→ Reading passage

News Update

‘Groundbreaking Achievement,’ Botswana Cuts HIV Transmission Rates to Children from 40% to 1%

HIV Transmission rates have fallen from 40% in 1999 to below 1% last year, which the WHO has hailed as a ‘groundbreaking achievement.’ Seven health districts recorded zero transmissions in 2021. Only a few babies now born in Selebi-Phikwe to women with the virus are HIV positive, with the help of a national campaign to stop mother-to-child transmissions in a country that once had the highest HIV prevalence rate worldwide.


While the number of pregnant women on ART has risen from 27% in 2002 to 98% last year, HIV testing among pregnant women has also increased across the country from 49% in 2002 to 98% in 2021. In December, Botswana also became the first high-burden country to receive the WHO’s silver tier award for its efforts to cut HIV child transmission rates.

→ Action item
Resume the news update on Botswana's HIV transmission rates, picking up after its final sentence. The entries after this point are separate material with no connection to the news update on Botswana's HIV transmission rates.

→ Exercise data
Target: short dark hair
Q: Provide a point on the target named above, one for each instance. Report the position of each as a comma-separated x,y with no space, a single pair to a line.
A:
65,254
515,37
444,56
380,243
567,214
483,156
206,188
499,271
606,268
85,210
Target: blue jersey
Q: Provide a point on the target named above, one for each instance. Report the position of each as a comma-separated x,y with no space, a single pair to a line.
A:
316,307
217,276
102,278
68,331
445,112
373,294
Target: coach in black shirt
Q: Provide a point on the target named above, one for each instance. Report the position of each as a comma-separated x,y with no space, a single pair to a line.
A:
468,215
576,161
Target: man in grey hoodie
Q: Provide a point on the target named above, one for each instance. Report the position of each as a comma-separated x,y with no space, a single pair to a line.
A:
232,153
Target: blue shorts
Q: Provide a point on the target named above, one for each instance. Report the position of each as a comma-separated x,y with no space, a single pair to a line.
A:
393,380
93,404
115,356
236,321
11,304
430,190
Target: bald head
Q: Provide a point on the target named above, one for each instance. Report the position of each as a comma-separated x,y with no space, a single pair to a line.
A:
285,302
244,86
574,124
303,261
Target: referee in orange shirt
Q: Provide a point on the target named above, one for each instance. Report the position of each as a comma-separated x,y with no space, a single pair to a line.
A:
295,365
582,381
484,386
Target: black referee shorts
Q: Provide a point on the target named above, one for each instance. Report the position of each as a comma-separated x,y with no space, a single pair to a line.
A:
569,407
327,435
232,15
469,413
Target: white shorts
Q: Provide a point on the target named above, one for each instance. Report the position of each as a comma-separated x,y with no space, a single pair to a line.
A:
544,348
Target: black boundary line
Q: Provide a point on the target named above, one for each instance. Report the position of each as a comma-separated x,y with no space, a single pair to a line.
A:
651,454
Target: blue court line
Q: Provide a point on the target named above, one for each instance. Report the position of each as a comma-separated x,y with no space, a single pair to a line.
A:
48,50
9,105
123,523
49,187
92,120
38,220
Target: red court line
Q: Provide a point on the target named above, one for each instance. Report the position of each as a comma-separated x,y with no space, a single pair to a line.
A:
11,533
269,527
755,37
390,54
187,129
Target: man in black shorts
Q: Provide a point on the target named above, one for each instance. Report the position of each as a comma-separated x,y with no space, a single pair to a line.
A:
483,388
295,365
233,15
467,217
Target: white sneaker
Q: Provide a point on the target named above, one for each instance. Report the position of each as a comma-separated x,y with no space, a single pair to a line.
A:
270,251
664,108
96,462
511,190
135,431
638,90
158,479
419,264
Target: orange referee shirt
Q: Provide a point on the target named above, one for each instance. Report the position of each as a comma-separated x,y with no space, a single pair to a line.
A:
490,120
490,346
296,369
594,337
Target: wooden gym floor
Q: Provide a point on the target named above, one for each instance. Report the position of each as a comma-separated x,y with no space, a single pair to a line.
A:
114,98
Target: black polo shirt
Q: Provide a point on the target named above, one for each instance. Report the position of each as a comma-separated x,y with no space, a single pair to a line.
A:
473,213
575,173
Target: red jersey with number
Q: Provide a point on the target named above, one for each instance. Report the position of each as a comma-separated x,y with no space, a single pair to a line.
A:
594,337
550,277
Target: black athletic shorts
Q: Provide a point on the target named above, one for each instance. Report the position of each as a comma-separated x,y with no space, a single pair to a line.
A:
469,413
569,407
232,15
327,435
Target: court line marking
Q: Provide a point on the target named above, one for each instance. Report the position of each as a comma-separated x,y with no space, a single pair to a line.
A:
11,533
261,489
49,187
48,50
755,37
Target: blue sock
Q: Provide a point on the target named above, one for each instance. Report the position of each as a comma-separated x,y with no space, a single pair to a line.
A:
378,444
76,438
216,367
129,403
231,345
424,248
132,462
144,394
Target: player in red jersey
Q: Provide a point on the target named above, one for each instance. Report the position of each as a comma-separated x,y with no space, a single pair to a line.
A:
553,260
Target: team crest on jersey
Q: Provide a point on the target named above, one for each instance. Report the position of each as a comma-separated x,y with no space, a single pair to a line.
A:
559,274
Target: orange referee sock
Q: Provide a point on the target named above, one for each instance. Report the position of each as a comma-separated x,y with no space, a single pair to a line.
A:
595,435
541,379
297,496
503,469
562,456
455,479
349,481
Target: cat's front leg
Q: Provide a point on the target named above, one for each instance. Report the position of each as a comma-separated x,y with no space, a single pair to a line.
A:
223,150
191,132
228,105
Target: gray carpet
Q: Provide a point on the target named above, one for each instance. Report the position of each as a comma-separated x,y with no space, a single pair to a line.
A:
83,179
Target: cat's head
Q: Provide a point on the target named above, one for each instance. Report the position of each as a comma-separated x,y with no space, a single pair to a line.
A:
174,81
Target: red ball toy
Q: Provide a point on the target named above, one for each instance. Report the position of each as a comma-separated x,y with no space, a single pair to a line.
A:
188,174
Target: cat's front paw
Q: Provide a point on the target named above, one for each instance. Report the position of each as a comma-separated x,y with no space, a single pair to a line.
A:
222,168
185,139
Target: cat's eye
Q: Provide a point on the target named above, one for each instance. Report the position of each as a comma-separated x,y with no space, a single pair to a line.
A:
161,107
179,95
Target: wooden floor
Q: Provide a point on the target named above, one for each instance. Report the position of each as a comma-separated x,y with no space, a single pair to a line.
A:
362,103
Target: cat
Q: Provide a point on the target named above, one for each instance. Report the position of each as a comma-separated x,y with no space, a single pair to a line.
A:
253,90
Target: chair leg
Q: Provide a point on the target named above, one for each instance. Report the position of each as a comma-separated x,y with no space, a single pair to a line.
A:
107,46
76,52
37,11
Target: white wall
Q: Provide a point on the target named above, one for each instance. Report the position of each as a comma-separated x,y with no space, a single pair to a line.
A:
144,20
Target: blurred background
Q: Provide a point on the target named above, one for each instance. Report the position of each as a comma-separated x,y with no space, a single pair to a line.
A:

→ Response area
Dr Kaite Mashini, a member of the district’s health team, said the achievement was all thanks to a community education programme – that included house calls to encourage pregnant women to register with local health authorities – for free HIV treatment and testing. “When a newborn baby tests HIV negative, we’re very much part of this victory against the virus. We celebrate the news with the mother and are celebrated by the community for our role,” Mashini said.